**WORK ITEM:**
Output the data in full. Keep every entry exactly as written.

**RECORDS PROVIDED:**
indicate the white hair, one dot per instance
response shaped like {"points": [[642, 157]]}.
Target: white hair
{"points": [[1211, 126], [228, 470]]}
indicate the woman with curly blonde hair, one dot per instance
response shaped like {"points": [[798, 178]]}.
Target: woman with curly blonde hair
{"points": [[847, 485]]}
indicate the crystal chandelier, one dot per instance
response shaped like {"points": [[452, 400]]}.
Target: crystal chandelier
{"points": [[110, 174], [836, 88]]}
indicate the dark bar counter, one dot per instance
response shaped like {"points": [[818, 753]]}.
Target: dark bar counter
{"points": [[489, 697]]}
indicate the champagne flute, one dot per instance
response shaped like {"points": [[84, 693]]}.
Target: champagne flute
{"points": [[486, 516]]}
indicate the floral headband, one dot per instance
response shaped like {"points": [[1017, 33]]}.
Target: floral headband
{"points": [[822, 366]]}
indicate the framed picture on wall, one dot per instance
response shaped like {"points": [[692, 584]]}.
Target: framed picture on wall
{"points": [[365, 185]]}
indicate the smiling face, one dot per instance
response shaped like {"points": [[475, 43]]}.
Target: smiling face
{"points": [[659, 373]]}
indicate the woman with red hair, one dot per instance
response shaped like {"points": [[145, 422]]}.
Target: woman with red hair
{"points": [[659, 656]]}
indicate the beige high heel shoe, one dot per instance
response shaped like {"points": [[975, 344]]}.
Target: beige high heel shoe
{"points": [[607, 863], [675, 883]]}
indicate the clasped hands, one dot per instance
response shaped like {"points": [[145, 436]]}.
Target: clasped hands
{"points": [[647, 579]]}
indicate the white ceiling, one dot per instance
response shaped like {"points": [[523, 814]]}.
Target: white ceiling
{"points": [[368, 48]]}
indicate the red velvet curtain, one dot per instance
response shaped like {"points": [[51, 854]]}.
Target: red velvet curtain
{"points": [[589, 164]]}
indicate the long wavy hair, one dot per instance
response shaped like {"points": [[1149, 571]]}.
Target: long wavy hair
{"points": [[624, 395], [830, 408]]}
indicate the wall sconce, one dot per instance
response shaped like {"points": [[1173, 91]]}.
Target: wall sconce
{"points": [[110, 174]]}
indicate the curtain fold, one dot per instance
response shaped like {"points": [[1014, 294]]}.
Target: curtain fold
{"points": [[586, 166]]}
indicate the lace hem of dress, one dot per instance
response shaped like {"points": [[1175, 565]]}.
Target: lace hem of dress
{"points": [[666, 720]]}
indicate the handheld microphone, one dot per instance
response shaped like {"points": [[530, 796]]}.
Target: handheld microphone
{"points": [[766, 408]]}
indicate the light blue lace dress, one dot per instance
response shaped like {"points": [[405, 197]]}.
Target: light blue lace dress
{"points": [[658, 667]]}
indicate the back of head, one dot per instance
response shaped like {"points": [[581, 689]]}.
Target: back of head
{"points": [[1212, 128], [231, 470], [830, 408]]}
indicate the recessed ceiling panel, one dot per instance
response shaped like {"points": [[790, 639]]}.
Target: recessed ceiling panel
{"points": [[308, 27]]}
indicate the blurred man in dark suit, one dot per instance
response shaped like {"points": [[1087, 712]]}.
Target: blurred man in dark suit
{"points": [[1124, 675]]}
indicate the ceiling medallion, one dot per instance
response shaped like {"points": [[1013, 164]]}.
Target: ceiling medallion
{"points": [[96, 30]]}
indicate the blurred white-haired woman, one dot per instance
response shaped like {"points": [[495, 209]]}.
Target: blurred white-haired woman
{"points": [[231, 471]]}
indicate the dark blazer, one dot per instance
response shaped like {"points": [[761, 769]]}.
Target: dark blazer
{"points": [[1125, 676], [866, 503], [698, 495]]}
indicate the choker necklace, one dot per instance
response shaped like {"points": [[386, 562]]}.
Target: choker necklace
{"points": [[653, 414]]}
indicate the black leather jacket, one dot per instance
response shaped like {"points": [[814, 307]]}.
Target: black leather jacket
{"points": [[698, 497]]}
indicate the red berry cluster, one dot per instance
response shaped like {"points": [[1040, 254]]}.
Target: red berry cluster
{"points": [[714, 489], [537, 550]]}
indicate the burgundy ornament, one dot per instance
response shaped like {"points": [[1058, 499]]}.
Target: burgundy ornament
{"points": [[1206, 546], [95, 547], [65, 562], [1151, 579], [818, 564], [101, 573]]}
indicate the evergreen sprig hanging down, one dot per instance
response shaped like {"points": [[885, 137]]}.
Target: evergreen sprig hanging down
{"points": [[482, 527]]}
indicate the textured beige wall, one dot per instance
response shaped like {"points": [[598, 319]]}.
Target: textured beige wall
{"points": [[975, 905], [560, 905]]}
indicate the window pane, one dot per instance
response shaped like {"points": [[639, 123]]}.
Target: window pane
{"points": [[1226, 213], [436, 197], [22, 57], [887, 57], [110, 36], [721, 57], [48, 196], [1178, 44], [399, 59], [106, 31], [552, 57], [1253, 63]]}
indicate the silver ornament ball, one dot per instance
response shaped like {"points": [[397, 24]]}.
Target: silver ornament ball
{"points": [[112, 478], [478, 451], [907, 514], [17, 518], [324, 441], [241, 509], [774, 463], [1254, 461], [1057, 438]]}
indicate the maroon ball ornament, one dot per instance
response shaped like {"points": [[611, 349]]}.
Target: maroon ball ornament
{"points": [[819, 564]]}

**RESULT OF THE TASK:**
indicate the white hair, one dot per instance
response shaped like {"points": [[642, 157]]}.
Target: white hair
{"points": [[1211, 126], [228, 470]]}
indicate the woman with curly blonde hair, one dot per instance
response shaped like {"points": [[798, 178]]}.
Target: woman with curly blonde hair
{"points": [[847, 485]]}
indicate the crystal chandelier, one dot per instance
response shaped like {"points": [[452, 400]]}.
Target: crystal chandelier
{"points": [[110, 174], [836, 88]]}
indicate the dark bar counter, one dot per instance
response shaped like {"points": [[818, 753]]}.
Target: dark bar counter
{"points": [[489, 697]]}
indicate the champagne flute, one dot per instance
response shaped like {"points": [[84, 693]]}.
Target: champagne flute
{"points": [[486, 516]]}
indicate the floral headband, one dot per instance
response shaped like {"points": [[1017, 33]]}.
Target: floral headband
{"points": [[822, 366]]}
indicate the framed picture on wall, one dot per instance
response shaped like {"points": [[692, 584]]}.
Target: framed picture on wall
{"points": [[365, 185]]}
indicate the smiling face, one dot per instance
response shaped like {"points": [[475, 43]]}.
Target: smiling face
{"points": [[659, 373]]}
indicate the woman with red hair, one dot per instance
response shaped like {"points": [[145, 422]]}.
Target: woman with red hair
{"points": [[659, 656]]}
indicate the beige high heel shoe, one dot per instance
response shaped like {"points": [[975, 344]]}.
Target: beige high heel shoe
{"points": [[607, 863], [675, 883]]}
indicate the clasped hands, one dot per instance
response shaped like {"points": [[145, 436]]}.
Target: clasped hands
{"points": [[647, 579]]}
indicate the white ceiling, one dot per instance
response shaped like {"points": [[523, 814]]}.
Target: white ceiling
{"points": [[368, 48]]}
indicate the red velvet curtain, one dot per instance
response shaped like {"points": [[51, 854]]}.
Target: red velvet curtain
{"points": [[589, 164]]}
indicate the long wavy hair, one dot per instance
response shaped like {"points": [[1149, 571]]}.
Target: long wavy hair
{"points": [[624, 395], [830, 408]]}
indicate the wall sconce, one dot per instance
response shaped like {"points": [[1173, 91]]}.
Target: wall sconce
{"points": [[110, 174]]}
indicate the curtain fold, one dot per instance
response shaped like {"points": [[1014, 294]]}.
Target: curtain fold
{"points": [[586, 166]]}
indicate the lace hem of dress, one dot per instance
response shaped like {"points": [[1175, 565]]}.
Target: lace hem of dress
{"points": [[666, 720]]}
indicate the handheld microphone, one dot per instance
response shaped like {"points": [[530, 796]]}.
Target: handheld microphone
{"points": [[766, 408]]}
indicate the light blue lace dress, one dot per instance
response shaped like {"points": [[405, 197]]}.
Target: light blue lace dress
{"points": [[658, 667]]}
indicate the back of head, one dot per instance
response shaped like {"points": [[581, 689]]}.
Target: back of head
{"points": [[1212, 128], [231, 470], [830, 408]]}
indicate the recessed ceiling panel, one dot per instance
response shaped like {"points": [[790, 639]]}.
Target: recessed ceiling panel
{"points": [[308, 27]]}
indicate the blurred man in dark suit, one dot per instance
response shaped like {"points": [[1087, 712]]}.
Target: blurred man in dark suit
{"points": [[1124, 675]]}
indicate the ceiling medallion, one dot per instance
response shaped like {"points": [[1013, 164]]}.
Target: ceiling medallion
{"points": [[96, 30]]}
indicate the blurred white-haired woman, one dot per instance
response shaped like {"points": [[495, 209]]}.
Target: blurred white-haired woman
{"points": [[231, 471]]}
indicate the dark blazer, one dot per instance
response shaped like {"points": [[761, 769]]}.
Target: dark blazer
{"points": [[1125, 676], [866, 503], [698, 495]]}
indicate the choker necklace, one dot per instance
response shaped like {"points": [[386, 562]]}.
Target: choker necklace
{"points": [[653, 414]]}
indicate the black leather jacket, one dot per instance
response shaped like {"points": [[814, 307]]}.
Target: black leather jacket
{"points": [[698, 497]]}
indicate the red berry cluster, one dot per instance
response shaped like {"points": [[1040, 254]]}.
Target: red berry cluster
{"points": [[714, 489], [537, 550]]}
indicate the burgundy ornament, one dot per instance
response shaped like {"points": [[1058, 499]]}.
Target: burgundy ornament
{"points": [[1206, 546], [95, 547], [65, 562], [1151, 579], [818, 564], [101, 573]]}
indicate the evergreen sprig hanging down, one dot per instance
response shaped like {"points": [[885, 137]]}.
Target: evergreen sprig hanging down
{"points": [[482, 527]]}
indicate the textured beige wall, one dot per instance
response shaped like {"points": [[598, 319]]}.
Target: textured beige wall
{"points": [[975, 905], [560, 905]]}
indicate the window pane, one dot per instance
response shaped like {"points": [[639, 123]]}.
Target: window pane
{"points": [[1226, 213], [436, 197], [22, 57], [887, 57], [110, 36], [721, 57], [48, 196], [1178, 44], [399, 59], [106, 31], [552, 57], [1253, 63]]}
indicate the silver ornament ball, one dot per instance
response shaped like {"points": [[397, 24]]}.
Target: silver ornament ball
{"points": [[112, 478], [478, 451], [907, 514], [17, 518], [324, 441], [241, 509], [774, 463], [1254, 461], [1057, 438]]}
indicate the maroon ball ornament, one dot per instance
response shaped like {"points": [[611, 349]]}.
Target: maroon ball ornament
{"points": [[819, 564]]}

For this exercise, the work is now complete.